**** Dataset excerpts ****
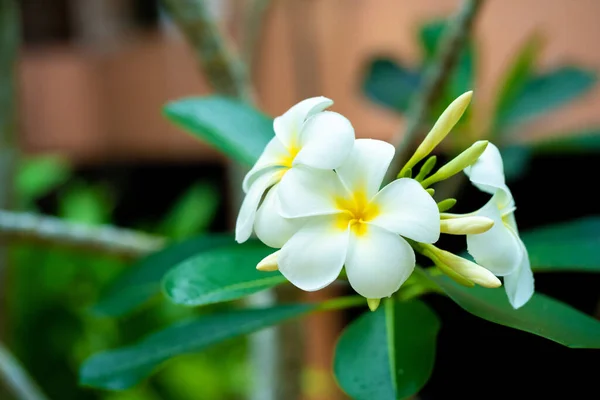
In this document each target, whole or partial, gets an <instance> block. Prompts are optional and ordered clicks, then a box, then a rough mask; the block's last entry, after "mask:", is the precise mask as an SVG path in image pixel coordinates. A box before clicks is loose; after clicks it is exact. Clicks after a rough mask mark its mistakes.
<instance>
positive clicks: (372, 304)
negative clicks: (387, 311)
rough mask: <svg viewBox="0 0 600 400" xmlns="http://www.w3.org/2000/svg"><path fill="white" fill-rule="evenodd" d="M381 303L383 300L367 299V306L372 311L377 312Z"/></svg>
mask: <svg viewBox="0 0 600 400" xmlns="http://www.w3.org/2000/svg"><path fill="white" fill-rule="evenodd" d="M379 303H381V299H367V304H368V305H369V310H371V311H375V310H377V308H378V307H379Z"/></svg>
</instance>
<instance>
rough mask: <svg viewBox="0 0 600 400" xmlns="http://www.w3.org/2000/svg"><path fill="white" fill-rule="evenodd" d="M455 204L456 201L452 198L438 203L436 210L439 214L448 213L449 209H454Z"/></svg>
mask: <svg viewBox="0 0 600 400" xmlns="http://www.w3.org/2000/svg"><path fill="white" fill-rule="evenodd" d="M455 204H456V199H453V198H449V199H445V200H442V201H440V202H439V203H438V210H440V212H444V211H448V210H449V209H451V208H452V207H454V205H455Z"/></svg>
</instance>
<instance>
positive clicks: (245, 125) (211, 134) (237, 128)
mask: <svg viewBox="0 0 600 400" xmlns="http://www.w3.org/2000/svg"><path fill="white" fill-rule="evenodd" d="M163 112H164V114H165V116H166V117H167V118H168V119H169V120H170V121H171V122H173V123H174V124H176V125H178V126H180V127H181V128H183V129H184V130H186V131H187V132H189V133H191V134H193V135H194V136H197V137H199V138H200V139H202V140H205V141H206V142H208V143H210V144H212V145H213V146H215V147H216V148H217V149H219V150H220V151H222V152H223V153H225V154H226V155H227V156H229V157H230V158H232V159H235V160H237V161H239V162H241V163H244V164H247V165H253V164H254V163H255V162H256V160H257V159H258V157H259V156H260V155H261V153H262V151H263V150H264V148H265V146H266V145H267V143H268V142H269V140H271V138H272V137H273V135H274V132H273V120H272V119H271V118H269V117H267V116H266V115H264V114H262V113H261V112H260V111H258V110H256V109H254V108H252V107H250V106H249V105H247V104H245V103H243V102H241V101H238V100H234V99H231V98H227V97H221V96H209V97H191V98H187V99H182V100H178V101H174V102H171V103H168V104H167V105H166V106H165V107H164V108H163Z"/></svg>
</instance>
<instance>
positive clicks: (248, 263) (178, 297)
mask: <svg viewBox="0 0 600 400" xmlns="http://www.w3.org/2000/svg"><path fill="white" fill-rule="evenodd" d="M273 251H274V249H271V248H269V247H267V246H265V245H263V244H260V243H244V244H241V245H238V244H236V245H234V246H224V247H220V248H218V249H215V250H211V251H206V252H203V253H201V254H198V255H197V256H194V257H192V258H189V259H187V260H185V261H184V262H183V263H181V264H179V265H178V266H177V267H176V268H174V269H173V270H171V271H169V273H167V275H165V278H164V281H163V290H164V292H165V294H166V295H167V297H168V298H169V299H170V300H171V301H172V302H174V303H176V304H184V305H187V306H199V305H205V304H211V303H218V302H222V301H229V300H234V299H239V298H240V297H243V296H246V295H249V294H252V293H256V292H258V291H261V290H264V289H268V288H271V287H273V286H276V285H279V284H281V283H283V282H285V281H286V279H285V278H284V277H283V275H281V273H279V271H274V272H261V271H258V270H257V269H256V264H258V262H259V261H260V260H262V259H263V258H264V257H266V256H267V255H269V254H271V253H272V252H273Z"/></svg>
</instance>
****
What to do: Only lines belong in the copy: transcribe those from the start of the data through the line that contains "negative clicks: (387, 311)", and skip the pictures.

Exercise response:
In this document each target, whole or partial, gets an <instance> block. Prompts are optional and ordered clicks, then a box, then a rough mask; the block's last entry, after "mask:", is the precise mask as an SVG path in image pixel coordinates. A box before clicks is loose; after clicks it is exact. Clicks after a rough mask mark its mistakes.
<instance>
positive clicks: (372, 304)
negative clicks: (387, 311)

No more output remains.